SOURCE MATERIAL START

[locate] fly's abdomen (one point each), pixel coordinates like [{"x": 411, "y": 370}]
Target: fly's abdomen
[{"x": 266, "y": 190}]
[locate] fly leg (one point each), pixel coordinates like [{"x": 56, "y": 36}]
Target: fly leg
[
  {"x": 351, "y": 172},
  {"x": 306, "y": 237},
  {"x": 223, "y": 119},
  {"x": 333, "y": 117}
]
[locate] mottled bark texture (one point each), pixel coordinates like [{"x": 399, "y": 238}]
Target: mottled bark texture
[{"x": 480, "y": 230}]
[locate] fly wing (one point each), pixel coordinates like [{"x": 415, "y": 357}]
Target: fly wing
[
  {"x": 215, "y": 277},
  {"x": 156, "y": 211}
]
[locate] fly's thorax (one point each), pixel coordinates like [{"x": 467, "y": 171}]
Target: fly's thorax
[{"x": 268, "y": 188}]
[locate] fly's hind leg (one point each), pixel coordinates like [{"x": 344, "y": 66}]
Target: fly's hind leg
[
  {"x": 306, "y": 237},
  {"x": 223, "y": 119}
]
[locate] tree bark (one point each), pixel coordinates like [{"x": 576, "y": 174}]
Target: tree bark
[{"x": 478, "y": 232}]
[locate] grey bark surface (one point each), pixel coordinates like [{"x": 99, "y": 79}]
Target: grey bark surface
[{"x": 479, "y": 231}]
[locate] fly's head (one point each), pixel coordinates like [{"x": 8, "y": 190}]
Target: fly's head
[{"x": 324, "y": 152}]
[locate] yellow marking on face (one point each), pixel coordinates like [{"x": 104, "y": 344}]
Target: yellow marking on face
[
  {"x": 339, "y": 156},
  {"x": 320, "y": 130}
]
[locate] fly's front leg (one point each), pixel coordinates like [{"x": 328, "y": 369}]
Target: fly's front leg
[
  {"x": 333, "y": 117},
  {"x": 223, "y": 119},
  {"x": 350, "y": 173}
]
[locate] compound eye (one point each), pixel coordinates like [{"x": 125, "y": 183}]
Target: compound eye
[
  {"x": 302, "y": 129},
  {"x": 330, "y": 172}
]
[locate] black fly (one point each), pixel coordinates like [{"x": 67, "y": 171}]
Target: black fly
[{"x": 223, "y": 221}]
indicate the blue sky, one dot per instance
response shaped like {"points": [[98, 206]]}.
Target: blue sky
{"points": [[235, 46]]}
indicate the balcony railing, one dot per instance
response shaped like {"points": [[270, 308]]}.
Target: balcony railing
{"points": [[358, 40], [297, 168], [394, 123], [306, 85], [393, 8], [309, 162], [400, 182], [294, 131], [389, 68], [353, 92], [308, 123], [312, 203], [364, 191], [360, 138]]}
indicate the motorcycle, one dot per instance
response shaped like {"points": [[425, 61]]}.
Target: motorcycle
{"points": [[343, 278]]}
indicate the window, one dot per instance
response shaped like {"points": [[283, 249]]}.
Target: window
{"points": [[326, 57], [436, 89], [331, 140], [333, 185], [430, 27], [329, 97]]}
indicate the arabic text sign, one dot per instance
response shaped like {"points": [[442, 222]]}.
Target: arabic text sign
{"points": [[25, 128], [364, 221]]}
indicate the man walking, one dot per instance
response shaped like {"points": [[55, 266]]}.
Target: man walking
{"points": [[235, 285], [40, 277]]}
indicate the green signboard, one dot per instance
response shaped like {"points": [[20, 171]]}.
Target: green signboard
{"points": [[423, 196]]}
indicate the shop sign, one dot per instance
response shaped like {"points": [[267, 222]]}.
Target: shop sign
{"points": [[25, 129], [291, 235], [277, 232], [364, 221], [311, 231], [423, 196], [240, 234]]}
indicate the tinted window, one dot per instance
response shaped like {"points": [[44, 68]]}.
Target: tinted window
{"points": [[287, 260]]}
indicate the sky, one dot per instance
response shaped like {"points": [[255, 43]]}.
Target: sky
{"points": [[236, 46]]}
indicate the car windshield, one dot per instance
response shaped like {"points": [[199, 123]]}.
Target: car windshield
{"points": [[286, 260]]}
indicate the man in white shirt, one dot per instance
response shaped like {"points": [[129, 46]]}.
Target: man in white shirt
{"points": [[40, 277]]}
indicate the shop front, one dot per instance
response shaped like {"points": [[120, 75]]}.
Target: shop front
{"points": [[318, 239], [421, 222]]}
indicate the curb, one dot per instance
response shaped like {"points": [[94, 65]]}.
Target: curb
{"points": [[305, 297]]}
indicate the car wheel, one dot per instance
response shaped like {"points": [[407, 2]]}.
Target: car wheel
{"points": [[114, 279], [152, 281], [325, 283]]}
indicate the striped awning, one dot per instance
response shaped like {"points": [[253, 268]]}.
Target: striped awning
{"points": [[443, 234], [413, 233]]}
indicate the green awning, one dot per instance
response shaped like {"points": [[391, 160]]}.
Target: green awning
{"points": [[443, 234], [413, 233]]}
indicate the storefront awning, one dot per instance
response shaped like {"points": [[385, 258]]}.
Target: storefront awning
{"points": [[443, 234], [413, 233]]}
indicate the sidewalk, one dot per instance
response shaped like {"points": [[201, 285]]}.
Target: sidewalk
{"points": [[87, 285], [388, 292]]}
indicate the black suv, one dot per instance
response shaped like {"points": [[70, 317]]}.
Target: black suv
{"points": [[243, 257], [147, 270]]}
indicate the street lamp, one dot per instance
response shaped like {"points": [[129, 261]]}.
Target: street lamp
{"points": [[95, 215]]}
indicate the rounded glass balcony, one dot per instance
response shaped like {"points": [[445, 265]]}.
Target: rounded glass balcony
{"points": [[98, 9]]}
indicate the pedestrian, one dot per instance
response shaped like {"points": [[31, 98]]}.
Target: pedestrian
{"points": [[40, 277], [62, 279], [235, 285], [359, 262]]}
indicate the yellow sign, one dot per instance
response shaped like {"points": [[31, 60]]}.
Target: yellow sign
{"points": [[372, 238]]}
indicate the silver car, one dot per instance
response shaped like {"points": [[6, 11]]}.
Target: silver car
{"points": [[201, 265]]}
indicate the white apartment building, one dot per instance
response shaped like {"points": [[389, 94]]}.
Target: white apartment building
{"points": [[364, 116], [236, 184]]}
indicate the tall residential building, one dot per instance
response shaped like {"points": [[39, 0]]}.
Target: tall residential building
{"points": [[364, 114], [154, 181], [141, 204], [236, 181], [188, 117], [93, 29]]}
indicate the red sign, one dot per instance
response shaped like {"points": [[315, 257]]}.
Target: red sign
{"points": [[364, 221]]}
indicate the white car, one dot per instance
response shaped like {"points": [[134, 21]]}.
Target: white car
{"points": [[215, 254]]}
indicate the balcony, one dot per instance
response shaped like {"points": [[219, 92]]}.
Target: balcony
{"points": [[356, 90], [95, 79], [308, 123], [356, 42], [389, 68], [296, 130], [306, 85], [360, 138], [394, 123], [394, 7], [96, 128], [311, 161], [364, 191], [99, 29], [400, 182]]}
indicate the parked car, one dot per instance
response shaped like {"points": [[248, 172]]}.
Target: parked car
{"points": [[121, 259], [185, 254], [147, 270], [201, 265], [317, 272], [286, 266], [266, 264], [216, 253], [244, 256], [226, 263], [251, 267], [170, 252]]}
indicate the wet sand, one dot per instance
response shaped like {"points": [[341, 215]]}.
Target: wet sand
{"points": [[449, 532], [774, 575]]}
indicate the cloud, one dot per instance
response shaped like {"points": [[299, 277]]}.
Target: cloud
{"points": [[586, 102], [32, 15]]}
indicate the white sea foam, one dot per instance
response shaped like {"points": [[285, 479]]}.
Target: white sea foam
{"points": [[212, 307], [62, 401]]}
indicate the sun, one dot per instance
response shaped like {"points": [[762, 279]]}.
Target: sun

SOURCE MATERIAL END

• PROBLEM STATEMENT:
Each line shown above needs to be transcribed exactly.

• WRITTEN RESPONSE:
[locate] fly's abdomen (one point each), pixel coordinates like [{"x": 411, "y": 370}]
Target: fly's abdomen
[{"x": 266, "y": 190}]
[locate] fly leg (one point each), pixel coordinates like [{"x": 56, "y": 36}]
Target: fly leg
[
  {"x": 351, "y": 172},
  {"x": 306, "y": 237},
  {"x": 223, "y": 119},
  {"x": 333, "y": 117}
]
[locate] mottled bark texture (one point each), pixel coordinates like [{"x": 399, "y": 238}]
Target: mottled bark texture
[{"x": 480, "y": 230}]
[locate] fly wing (one point each), pixel coordinates like [{"x": 415, "y": 357}]
Target: fly wing
[
  {"x": 215, "y": 277},
  {"x": 156, "y": 211}
]
[locate] fly's thorax (one point each), pixel coordinates like [{"x": 467, "y": 171}]
Target: fly's thorax
[{"x": 268, "y": 188}]
[locate] fly's hind leg (one point each), pixel coordinates like [{"x": 344, "y": 66}]
Target: fly's hind leg
[
  {"x": 306, "y": 237},
  {"x": 223, "y": 119}
]
[locate] tree bark (one point each), pixel coordinates like [{"x": 576, "y": 174}]
Target: tree bark
[{"x": 478, "y": 232}]
[locate] grey bark surface (one point each), pixel coordinates like [{"x": 99, "y": 79}]
Target: grey bark surface
[{"x": 479, "y": 231}]
[locate] fly's head (one point each), pixel coordinates like [{"x": 8, "y": 190}]
Target: fly's head
[{"x": 324, "y": 152}]
[locate] yellow marking on face (one point each), pixel coordinates like [{"x": 104, "y": 344}]
Target: yellow marking on face
[
  {"x": 339, "y": 156},
  {"x": 320, "y": 130}
]
[locate] fly's front leg (one point each), pixel coordinates like [{"x": 328, "y": 369}]
Target: fly's front leg
[
  {"x": 333, "y": 117},
  {"x": 223, "y": 119},
  {"x": 350, "y": 173}
]
[locate] compound eye (one point each), pixel coordinates like [{"x": 125, "y": 183}]
Target: compound eye
[
  {"x": 302, "y": 129},
  {"x": 330, "y": 172}
]
[locate] black fly (one point each), pixel coordinates like [{"x": 67, "y": 171}]
Target: black fly
[{"x": 223, "y": 221}]
indicate the blue sky, one dot per instance
response shaped like {"points": [[98, 206]]}.
Target: blue sky
{"points": [[235, 46]]}
indicate the balcony railing, one dot per instance
response shaped like {"points": [[270, 308]]}.
Target: balcony railing
{"points": [[358, 40], [297, 168], [394, 123], [306, 85], [393, 8], [309, 162], [400, 182], [294, 131], [389, 68], [353, 92], [308, 123], [312, 203], [364, 191], [360, 138]]}
indicate the motorcycle, one dot per instance
response shaped like {"points": [[425, 61]]}.
Target: motorcycle
{"points": [[343, 278]]}
indicate the window, one dot per instance
response shaped like {"points": [[283, 249]]}.
Target: window
{"points": [[326, 57], [436, 89], [331, 140], [333, 185], [430, 27], [329, 97]]}
indicate the arabic text sign, one dot per instance
response shaped like {"points": [[442, 222]]}.
Target: arabic text sign
{"points": [[25, 128], [364, 221]]}
indicate the man walking, one dot per instance
response shaped like {"points": [[55, 266]]}.
Target: man walking
{"points": [[235, 285], [40, 277]]}
indicate the green signboard, one dot per instance
response shaped like {"points": [[20, 171]]}.
Target: green signboard
{"points": [[423, 196]]}
indicate the shop sign, one dot per instance
response shaped like {"points": [[267, 222]]}.
Target: shop sign
{"points": [[25, 129], [291, 235], [277, 232], [364, 221], [311, 231], [423, 196], [240, 234]]}
indicate the tinted window, one dot per instance
response shaped like {"points": [[44, 68]]}.
Target: tinted window
{"points": [[287, 260]]}
indicate the sky, one dot per instance
response shaped like {"points": [[255, 43]]}.
Target: sky
{"points": [[236, 46]]}
indicate the car windshield, one dot per instance
response shaped like {"points": [[199, 123]]}.
Target: car windshield
{"points": [[286, 260]]}
indicate the man in white shirt, one dot per instance
response shaped like {"points": [[129, 46]]}.
Target: man in white shirt
{"points": [[40, 277]]}
indicate the shop front, one dot per instance
response shaped like {"points": [[120, 75]]}.
Target: shop front
{"points": [[318, 239], [421, 222]]}
indicate the curb, one dot per instance
response shaped like {"points": [[94, 65]]}.
Target: curb
{"points": [[305, 297]]}
indicate the car wheel, one dot per instance
response shaped like {"points": [[407, 2]]}.
Target: car wheel
{"points": [[114, 279], [152, 281], [325, 283]]}
indicate the striped awning, one dot per instance
response shaped like {"points": [[253, 268]]}.
Target: striped awning
{"points": [[443, 234], [413, 233]]}
indicate the green awning, one dot per instance
response shaped like {"points": [[391, 160]]}.
Target: green awning
{"points": [[443, 234], [413, 233]]}
indicate the storefront awning, one dot per instance
response shaped like {"points": [[385, 258]]}.
Target: storefront awning
{"points": [[443, 234], [413, 233]]}
indicate the sidewalk, one dot per instance
response shaped like {"points": [[201, 285]]}.
Target: sidewalk
{"points": [[87, 285], [388, 292]]}
indicate the black suv, one dot per instance
response shaped like {"points": [[70, 317]]}.
Target: black suv
{"points": [[243, 257], [147, 270]]}
indicate the street lamp, one dot per instance
response shaped like {"points": [[129, 261]]}.
Target: street lamp
{"points": [[95, 215]]}
indicate the rounded glass balcony, one dot per instance
response shaped like {"points": [[445, 265]]}.
Target: rounded glass balcony
{"points": [[98, 9]]}
indicate the pedestrian, one dot per instance
response shaped like {"points": [[31, 98]]}.
Target: pedestrian
{"points": [[40, 277], [62, 279], [235, 285], [359, 262]]}
indicate the yellow sign, one dot per instance
response shaped like {"points": [[31, 60]]}.
Target: yellow sign
{"points": [[372, 238]]}
indicate the silver car, one dot per instance
response shaped like {"points": [[6, 11]]}.
Target: silver car
{"points": [[201, 265]]}
indicate the white apartment building, one dot per instance
response shaped like {"points": [[389, 94]]}.
Target: white apartment building
{"points": [[364, 116], [236, 184]]}
indicate the tall residential building, one dot per instance
response shaped like {"points": [[39, 0]]}.
Target: tall residential building
{"points": [[364, 114], [154, 181], [141, 204], [236, 181], [188, 117], [93, 29]]}
indicate the red sign, one dot per instance
response shaped like {"points": [[315, 257]]}.
Target: red sign
{"points": [[364, 221]]}
indicate the white car, one dot per instance
response shaped like {"points": [[134, 21]]}.
Target: white car
{"points": [[215, 254]]}
indicate the balcony, one dot per instance
response shaped like {"points": [[219, 92]]}.
Target: balcony
{"points": [[356, 90], [95, 79], [308, 123], [356, 42], [389, 68], [296, 130], [306, 85], [360, 138], [394, 123], [394, 7], [96, 128], [311, 161], [364, 191], [99, 29], [400, 182]]}
indicate the parked car, one dot per instance
response shaped like {"points": [[248, 172]]}.
Target: parked car
{"points": [[121, 259], [185, 254], [147, 270], [201, 265], [317, 272], [286, 266], [266, 264], [216, 253], [244, 256], [226, 263], [251, 267], [170, 252]]}
indicate the wet sand, one dot per instance
response shaped like {"points": [[341, 215]]}.
Target: wet sand
{"points": [[449, 532], [774, 575]]}
indicate the cloud, one dot per instance
response shaped like {"points": [[299, 277]]}.
Target: cloud
{"points": [[586, 102], [32, 15]]}
indicate the white sea foam, one dot per instance
response shaped like {"points": [[285, 479]]}.
Target: white sea foam
{"points": [[212, 307], [62, 401]]}
indicate the sun, one dot per instance
response shaped like {"points": [[762, 279]]}.
Target: sun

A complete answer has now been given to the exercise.